**AIM OF THE EXERCISE**
Everything in the data below is left aside except the lines from the one containing "I need to find the bright" through the one containing "I need to find the utility"; repeat those exactly.

**MATERIAL FOR THIS EXERCISE**
---
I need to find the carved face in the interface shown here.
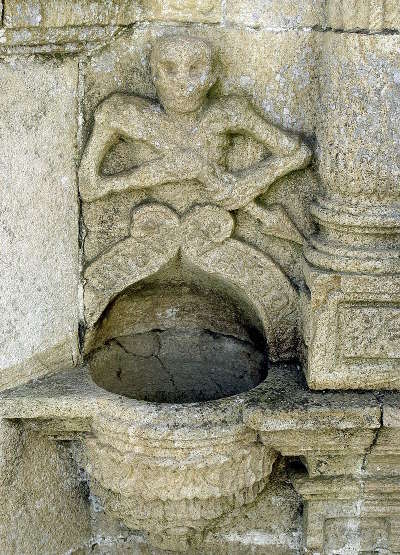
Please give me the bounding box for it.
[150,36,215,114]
---
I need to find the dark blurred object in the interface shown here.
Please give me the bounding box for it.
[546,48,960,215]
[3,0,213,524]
---
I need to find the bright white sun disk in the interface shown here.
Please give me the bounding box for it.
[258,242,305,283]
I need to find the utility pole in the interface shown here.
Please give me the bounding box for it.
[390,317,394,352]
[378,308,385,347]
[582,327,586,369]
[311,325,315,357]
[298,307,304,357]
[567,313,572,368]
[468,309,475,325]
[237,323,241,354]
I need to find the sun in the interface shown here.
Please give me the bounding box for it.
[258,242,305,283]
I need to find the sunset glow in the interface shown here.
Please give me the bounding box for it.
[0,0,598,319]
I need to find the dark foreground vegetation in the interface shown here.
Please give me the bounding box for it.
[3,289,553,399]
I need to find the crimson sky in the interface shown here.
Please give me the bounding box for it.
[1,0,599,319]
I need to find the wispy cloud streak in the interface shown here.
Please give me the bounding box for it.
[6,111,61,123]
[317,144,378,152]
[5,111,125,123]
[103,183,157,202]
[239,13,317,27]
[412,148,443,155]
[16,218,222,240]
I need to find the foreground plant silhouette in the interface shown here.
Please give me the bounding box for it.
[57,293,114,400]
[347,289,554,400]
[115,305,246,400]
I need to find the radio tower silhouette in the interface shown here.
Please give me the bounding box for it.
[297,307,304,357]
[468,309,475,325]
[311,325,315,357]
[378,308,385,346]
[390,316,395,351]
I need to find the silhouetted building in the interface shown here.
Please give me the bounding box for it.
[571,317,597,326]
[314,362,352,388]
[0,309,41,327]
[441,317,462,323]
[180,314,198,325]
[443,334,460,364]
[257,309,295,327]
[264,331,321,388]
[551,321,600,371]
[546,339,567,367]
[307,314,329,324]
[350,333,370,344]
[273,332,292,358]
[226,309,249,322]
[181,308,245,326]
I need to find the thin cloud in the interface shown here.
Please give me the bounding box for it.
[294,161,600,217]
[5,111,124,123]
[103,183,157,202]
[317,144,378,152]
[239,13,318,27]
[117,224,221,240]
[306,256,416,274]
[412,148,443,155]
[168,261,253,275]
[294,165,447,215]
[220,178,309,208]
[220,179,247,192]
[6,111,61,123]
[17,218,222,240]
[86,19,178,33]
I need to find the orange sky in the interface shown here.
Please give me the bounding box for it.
---
**COMPLETED TASK**
I need to find the bright white sun disk in the interface shown here.
Please give me the bounding box for it.
[258,242,305,283]
I need to find the utility pole in the interface shown here.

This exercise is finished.